**DIRECTION**
Lay out everything in the entries below, from the first line down to the line containing "29 489 L 219", as a Markdown table with the columns Row and Line. Number each line in Row, skip blank lines, and leave the picture out.

**EXERCISE MATERIALS**

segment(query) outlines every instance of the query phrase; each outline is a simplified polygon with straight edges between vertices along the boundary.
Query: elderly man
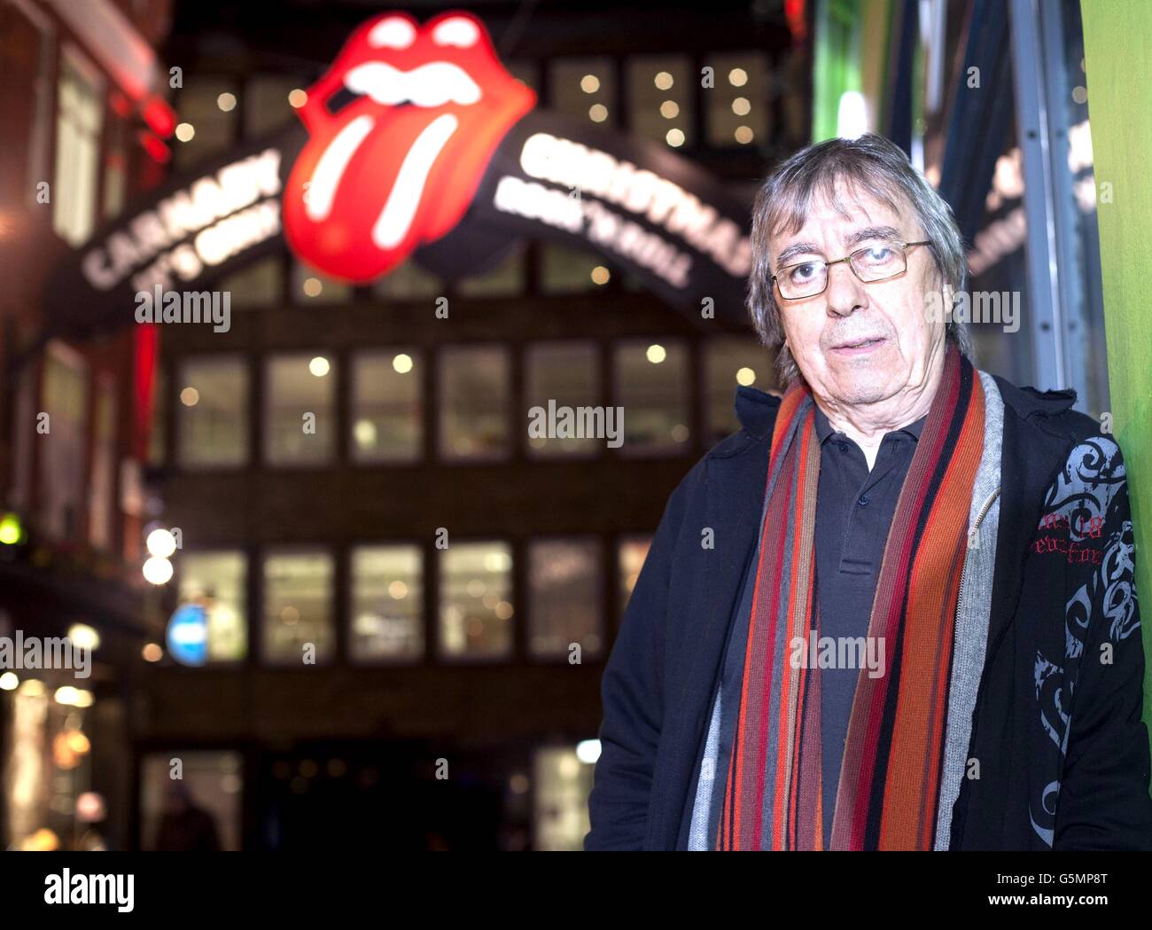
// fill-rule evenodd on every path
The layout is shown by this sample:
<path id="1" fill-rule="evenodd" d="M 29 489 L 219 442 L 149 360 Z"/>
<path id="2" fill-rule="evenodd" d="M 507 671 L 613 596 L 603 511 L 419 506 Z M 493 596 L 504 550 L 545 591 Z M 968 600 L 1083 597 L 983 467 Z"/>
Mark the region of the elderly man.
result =
<path id="1" fill-rule="evenodd" d="M 783 398 L 673 493 L 602 680 L 588 849 L 1152 847 L 1124 464 L 1075 393 L 977 371 L 903 152 L 753 207 Z"/>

**TASK SOLUTION**
| Row | Line |
|---|---|
| 1 | segment(query) outlines every instance of the query phrase; each outline is a simplified polygon with straight edges between vertices along the boundary. |
| 2 | Query: elderly man |
| 3 | // fill-rule evenodd on every path |
| 4 | The layout is shown by this sample: |
| 5 | <path id="1" fill-rule="evenodd" d="M 29 489 L 219 442 L 149 360 Z"/> |